**Selected extract**

■ ■ ■

Our daily life is permeated with dichotomies and tensions: what we want to do and what we can do; whom we believe we are and who we really are; where we want to be and where we are; literally and metaphorically. To understand the cognitive transformation facilitated by the practices of meditation and pilgrimage, the terminology Shigenori Nagatomo developed is very helpful. In his Attunement Through the Body, he developed a phenomenology of self-cultivation to apply Dōgen’s terminology into today’s languages and discourses. I believe that his interpretive schemata “can be applied to the practice of pilgrimages as well.”
Nagatomo uses the terms: “‘tensionality,’ the activity of attending ‘self-consciously to the body;’ ‘de-tensionality,’ the activity of attending ‘unself-consciously’ to the body; and ‘non-tensionality,’ the modality that ‘includes both the explicit/implicit modes of knowing’”5 to describe the three central stages in the practice of self-cultivation, be it meditation or pilgrimage. In other words, the repeated physical exercise central to self-cultivation practices such as meditation and pilgrimage shifts our focus from the mind, which some Zen Buddhists refer to as “monkey mind” (Ch: xinyuan, Jp: shin’en), to the body. Through these repeated practices, mind and body become attuned to each other and the dichotomies and cognitive dissonances of our daily life retreat into the back ground until they disappear. Our existence is filled with compassion for the “10,000 dharmas,” including snakes and wild boars.

■ ■ ■

**Material provided**
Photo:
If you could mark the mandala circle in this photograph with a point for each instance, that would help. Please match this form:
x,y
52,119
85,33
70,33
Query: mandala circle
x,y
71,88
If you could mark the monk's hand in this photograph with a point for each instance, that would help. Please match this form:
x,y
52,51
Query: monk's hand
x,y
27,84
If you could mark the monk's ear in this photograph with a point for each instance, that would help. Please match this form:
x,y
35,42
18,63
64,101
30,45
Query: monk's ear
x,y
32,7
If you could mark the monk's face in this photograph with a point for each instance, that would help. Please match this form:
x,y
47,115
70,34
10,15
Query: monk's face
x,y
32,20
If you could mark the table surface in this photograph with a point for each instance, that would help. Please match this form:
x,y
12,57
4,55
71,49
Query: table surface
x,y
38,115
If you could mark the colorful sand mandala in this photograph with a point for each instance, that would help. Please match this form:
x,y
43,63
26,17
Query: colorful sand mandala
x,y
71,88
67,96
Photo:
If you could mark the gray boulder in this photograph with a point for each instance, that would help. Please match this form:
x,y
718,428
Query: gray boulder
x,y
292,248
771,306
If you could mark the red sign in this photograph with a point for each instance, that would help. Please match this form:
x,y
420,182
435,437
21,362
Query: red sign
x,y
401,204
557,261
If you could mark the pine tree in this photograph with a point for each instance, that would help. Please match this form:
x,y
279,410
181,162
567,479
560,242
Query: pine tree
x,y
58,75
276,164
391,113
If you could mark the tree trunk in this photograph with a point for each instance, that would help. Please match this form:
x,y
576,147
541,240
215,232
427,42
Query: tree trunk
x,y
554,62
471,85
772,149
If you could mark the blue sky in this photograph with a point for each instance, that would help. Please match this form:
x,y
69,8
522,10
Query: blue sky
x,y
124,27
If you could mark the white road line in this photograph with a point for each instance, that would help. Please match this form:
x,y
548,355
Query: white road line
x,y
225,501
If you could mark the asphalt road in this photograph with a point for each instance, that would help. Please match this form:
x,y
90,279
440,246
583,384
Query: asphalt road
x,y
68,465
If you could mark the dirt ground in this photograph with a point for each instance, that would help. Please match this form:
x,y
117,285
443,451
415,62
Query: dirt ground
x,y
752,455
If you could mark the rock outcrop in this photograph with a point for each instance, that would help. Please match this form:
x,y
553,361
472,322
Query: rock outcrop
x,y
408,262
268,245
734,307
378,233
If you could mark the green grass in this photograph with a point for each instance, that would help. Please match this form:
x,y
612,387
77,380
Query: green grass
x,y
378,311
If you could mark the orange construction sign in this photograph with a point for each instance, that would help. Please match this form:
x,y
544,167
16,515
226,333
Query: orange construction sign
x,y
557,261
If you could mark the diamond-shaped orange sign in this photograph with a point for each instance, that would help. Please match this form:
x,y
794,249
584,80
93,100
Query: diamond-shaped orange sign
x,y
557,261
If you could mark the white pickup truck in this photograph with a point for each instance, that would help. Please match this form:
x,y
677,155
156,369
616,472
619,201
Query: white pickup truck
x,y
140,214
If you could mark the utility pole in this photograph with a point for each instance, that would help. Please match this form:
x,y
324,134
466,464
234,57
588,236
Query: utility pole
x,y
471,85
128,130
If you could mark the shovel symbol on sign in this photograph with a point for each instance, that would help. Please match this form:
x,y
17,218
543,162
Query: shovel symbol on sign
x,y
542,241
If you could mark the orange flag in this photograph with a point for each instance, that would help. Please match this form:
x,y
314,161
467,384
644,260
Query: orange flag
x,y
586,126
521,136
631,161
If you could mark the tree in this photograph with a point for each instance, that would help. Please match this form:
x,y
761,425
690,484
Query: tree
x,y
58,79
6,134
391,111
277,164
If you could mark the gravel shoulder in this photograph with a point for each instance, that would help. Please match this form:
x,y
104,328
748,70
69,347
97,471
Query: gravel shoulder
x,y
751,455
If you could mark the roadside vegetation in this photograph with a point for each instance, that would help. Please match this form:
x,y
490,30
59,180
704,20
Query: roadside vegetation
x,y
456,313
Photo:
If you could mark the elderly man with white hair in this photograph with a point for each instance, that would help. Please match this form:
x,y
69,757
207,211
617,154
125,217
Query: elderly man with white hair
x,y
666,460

■ ■ ■

**Task brief**
Please extend the passage on meditation, pilgrimage, and Nagatomo's stages of self-cultivation, picking up right after its final sentence.

**Exercise answer**
While I personally never proceeded far beyond the modality of “tensionality,” except for an occasional foray into “de-tensionality,” walking for hours and completing the ritualized chanting at the temples, I certainly tasted this heart-and-mind-opening existential attitude. Since they propel us to enter nature and facilitate the encounter with human and other beings, sentient and non-sentient, I believe pilgrimages have the potential to not only help us with aforementioned life practices but, moreover, to facilitate the cognitive transformation that, according to many Buddhist thinkers and practitioners, fill us with wisdom (prajñā) and compassion (karuna). This is the core of Mahāyāna Buddhism.
1 Religion as Practice: The Shikoku Pilgrimage in Japan (BDG)
2 Who Am I — Self-discovery in Japanese Zen Practice (BDG)
3 Ōkubo, Dōshū, ed. 1969–70. Dōgen zenji zenshū (Complete Works of Zen Master Dōgen). Two volumes. Ed. Tokyo: Chikuma Shobō. [Abbr. DZZ], 1:7.
4 DZZ 1:89.
5 Gereon Kopf, “Envisioning Multi-Cultural and Multi-Disciplinary Engagement: Lessons from the Twelve Wolf Encounter Pictures,” Culture and Dialogue Vol. 10, No. 1 (July 2022), 60–94, 89. Shigenori Nagatomo, Attunement Through the Body. Albany: SUNY Press, 1992, 224–49.